● **SUPPLIED PASSAGE**:
================
Richard Bledsoe “Squidgate” Oil on Canvas 36″ x 48″
In music, a greatest hits collection puts together the popular songs of a group or performer into one convenient package. Sometimes a new offering or a rarity is added as a bonus, or the selection is out padded out with not-quite-a-hit tracks.
After 8 years of serious blogging, I realize some of my more significant posts get lost in the shuffle. They won’t come up in the Top Posts sidebar unless they get rediscovered and receive a large number of views in a short time period.
To share some highlights, I’ve added a Greatest Hits widget to the side bar of the Remodern Review.
Instead of going strictly just by the articles with the biggest numbers of clicks, this collection is curated with the articles which mean the most to me, in addition to having large numbers of views.
I will periodically update the list to rotate through my favorites. The first list includes:
Marcel Duchamp was the precursor of today’s useless, corrupt art world. This article exposes his chicanery and the possible fate of the most infamous work attributed to him.
================
● **EXTRACTED INFORMATION**:
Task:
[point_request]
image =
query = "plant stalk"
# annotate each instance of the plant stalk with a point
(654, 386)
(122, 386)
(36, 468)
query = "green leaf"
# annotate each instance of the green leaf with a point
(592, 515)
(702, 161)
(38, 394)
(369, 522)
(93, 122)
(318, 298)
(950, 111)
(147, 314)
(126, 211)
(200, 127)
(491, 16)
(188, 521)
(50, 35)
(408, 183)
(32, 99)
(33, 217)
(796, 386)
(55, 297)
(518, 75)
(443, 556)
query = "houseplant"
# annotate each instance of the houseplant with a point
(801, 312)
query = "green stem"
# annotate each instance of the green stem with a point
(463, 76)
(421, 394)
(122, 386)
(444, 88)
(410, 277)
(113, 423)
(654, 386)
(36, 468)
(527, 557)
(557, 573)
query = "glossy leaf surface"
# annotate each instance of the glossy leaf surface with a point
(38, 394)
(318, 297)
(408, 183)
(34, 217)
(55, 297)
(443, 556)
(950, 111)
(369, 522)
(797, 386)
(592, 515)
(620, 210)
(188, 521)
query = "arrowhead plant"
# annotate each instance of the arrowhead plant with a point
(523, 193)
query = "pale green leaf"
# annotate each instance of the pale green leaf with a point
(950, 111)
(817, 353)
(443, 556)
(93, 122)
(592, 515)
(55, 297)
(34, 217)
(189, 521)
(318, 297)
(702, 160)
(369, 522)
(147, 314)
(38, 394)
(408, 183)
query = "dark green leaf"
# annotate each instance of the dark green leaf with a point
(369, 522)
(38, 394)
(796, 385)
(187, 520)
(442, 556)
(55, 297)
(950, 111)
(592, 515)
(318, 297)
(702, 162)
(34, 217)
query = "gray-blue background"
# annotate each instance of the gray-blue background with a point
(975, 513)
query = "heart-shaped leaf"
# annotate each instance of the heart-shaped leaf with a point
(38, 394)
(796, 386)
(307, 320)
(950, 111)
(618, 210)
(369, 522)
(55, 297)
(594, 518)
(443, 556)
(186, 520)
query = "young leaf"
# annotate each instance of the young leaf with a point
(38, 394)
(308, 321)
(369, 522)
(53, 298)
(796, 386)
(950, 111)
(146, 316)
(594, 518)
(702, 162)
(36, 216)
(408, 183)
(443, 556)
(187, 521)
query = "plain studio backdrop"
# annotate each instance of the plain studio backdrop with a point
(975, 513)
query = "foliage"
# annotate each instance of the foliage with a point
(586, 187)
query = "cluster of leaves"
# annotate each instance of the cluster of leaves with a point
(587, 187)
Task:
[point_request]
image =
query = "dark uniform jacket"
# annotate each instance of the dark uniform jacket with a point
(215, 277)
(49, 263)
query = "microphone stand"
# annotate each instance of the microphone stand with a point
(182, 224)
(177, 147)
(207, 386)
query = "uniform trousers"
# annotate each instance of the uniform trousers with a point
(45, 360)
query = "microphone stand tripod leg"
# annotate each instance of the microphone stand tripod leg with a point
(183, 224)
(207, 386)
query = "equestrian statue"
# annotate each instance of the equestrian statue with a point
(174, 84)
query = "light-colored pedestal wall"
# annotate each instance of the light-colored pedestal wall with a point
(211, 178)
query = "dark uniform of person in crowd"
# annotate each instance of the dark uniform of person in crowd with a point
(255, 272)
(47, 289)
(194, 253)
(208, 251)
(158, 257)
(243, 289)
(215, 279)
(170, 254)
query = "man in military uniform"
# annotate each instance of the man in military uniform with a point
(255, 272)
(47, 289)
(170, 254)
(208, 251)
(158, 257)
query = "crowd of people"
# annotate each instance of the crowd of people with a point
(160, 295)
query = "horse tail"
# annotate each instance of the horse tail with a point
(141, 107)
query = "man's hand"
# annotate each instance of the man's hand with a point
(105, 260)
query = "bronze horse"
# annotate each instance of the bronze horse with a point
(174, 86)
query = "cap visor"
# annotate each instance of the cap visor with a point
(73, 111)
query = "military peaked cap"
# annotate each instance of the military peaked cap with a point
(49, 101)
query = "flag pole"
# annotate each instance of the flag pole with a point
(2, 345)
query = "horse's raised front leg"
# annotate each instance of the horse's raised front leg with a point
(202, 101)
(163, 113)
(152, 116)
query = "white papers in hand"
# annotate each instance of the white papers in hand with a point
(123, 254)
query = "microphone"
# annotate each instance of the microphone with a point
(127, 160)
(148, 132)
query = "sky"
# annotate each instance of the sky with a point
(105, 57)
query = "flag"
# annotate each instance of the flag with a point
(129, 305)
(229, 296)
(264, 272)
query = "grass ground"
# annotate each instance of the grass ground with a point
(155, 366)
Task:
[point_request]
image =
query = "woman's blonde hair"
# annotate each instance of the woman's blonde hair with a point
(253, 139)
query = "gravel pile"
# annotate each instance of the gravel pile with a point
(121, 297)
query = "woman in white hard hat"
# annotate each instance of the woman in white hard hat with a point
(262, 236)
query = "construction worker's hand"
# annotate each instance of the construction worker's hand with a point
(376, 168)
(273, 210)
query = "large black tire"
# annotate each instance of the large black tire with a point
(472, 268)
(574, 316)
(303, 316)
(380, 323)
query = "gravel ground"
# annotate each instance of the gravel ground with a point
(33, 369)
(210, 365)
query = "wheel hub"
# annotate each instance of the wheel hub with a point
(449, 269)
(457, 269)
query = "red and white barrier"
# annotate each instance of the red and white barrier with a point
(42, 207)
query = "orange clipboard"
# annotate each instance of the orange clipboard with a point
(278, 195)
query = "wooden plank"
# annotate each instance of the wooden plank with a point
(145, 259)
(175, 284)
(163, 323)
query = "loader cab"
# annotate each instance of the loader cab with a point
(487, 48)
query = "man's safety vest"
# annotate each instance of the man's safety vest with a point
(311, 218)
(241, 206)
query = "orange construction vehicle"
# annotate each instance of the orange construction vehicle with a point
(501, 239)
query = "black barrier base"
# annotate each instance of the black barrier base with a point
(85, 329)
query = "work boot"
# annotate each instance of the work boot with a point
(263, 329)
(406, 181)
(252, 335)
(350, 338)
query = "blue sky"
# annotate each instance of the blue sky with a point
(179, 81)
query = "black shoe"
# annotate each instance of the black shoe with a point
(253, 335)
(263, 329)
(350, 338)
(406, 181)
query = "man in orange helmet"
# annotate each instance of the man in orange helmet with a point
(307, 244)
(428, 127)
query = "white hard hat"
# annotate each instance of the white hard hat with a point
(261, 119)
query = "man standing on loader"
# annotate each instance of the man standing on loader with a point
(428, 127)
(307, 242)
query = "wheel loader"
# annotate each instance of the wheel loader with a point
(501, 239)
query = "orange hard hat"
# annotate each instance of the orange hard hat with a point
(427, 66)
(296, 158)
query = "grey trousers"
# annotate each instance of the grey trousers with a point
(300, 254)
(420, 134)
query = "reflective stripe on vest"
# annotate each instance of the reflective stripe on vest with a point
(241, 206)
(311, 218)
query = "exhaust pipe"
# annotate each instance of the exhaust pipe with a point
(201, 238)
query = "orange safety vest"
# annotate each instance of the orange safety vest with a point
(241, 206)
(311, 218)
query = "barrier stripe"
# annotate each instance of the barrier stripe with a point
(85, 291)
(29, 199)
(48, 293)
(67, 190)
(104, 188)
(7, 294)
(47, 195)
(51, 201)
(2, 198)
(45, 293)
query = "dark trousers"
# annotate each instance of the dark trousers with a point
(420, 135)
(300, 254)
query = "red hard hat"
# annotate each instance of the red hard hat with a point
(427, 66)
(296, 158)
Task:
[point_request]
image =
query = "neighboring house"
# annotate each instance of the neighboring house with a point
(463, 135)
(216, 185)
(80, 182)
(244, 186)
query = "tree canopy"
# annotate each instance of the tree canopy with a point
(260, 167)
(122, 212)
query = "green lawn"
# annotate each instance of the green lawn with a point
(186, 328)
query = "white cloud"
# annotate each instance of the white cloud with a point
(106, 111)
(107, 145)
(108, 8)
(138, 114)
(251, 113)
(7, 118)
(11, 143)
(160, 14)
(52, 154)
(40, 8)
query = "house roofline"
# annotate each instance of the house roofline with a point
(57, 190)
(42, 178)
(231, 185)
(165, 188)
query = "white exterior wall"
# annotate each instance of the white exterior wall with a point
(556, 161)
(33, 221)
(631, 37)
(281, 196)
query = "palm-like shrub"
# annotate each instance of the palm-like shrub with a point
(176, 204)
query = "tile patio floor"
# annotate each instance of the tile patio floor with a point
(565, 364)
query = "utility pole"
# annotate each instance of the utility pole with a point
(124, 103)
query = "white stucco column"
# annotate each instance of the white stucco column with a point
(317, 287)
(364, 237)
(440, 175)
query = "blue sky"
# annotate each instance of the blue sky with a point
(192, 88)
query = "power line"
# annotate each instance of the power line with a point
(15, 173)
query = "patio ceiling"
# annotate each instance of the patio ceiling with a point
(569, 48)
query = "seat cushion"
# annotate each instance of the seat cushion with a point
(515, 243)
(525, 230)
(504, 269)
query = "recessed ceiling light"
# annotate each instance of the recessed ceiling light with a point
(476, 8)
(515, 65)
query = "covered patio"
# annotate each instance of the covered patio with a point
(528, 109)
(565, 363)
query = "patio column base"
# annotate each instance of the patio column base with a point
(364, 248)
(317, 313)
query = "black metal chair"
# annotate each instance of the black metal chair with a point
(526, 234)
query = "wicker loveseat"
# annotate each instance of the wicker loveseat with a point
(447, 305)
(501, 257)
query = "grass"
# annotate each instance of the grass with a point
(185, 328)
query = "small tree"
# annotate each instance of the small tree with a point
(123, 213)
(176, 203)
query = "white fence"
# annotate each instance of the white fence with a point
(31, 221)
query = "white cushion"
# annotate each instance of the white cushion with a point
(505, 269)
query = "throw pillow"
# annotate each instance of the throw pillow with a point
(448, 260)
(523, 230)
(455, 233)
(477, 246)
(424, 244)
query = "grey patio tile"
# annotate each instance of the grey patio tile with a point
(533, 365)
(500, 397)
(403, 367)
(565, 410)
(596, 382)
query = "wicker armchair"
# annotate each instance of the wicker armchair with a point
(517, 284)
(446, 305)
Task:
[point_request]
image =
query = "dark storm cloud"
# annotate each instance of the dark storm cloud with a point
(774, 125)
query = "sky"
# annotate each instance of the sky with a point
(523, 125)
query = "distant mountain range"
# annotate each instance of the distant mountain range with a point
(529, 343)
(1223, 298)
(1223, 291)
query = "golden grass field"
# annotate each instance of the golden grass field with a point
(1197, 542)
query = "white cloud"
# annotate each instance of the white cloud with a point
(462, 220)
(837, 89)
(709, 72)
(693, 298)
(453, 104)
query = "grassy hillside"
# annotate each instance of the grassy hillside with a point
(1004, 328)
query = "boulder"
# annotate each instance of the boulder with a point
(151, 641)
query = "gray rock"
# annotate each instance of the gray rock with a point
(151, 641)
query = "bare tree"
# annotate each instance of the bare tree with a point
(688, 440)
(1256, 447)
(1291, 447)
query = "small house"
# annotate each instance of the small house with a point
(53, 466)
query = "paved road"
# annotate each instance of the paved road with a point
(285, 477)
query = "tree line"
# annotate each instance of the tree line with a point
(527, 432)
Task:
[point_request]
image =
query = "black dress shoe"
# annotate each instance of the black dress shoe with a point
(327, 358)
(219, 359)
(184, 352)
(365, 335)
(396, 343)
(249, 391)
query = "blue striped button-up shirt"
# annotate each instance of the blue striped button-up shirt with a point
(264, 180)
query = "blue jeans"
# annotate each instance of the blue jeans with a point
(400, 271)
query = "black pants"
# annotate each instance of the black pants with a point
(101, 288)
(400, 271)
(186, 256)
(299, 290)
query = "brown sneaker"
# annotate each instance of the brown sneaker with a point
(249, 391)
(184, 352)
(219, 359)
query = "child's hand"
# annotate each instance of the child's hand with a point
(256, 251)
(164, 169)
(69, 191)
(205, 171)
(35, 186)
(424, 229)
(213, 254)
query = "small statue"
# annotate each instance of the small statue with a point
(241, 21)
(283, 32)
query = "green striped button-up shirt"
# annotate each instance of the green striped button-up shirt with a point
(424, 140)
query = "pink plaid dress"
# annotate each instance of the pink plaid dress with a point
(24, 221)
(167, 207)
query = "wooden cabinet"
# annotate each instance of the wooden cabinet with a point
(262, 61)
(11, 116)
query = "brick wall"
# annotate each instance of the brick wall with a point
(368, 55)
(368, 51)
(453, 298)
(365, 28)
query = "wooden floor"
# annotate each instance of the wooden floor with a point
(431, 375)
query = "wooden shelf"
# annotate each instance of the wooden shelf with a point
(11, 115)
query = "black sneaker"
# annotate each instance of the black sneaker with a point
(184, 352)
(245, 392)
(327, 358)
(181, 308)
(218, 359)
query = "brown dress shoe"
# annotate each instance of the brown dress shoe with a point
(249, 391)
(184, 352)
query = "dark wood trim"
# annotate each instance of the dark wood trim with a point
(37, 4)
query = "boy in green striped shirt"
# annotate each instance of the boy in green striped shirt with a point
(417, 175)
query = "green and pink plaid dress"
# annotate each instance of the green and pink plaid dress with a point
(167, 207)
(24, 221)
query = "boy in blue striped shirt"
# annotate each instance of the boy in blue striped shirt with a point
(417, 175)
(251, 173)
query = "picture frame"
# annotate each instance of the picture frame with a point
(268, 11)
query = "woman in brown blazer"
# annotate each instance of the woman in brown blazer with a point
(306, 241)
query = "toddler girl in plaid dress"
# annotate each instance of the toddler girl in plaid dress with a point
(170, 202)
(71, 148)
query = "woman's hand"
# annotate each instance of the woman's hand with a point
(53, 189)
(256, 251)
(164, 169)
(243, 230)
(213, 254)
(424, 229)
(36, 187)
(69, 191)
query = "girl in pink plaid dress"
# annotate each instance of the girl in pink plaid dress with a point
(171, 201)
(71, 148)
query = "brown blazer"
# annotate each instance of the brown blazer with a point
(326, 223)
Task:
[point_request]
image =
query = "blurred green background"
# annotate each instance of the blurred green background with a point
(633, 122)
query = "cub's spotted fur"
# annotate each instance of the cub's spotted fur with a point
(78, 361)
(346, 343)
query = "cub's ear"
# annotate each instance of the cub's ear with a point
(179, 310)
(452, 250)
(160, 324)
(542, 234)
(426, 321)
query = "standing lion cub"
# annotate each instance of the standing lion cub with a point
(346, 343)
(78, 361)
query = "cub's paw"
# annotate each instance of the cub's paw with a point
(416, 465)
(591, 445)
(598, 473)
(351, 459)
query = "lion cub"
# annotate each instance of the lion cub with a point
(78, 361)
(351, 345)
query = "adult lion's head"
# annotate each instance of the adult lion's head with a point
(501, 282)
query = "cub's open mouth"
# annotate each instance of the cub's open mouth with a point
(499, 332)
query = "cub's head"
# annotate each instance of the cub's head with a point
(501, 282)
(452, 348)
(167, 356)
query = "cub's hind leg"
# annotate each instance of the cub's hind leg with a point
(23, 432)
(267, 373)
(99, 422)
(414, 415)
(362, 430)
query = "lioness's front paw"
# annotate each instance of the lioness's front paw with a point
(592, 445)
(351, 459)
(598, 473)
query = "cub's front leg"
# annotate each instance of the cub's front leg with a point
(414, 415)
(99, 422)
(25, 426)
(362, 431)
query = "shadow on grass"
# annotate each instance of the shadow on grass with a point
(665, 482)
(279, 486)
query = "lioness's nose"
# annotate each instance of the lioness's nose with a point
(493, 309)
================
● **ACTIVITY**: Repeat word for word the part of the blog post that starts with "I will periodically" and ends with "attributed to him.". This data was taken from a different source.

● **SOLUTION BELOW**:
I will periodically update the list to rotate through my favorites. The first list includes:
Marcel Duchamp was the precursor of today’s useless, corrupt art world. This article exposes his chicanery and the possible fate of the most infamous work attributed to him.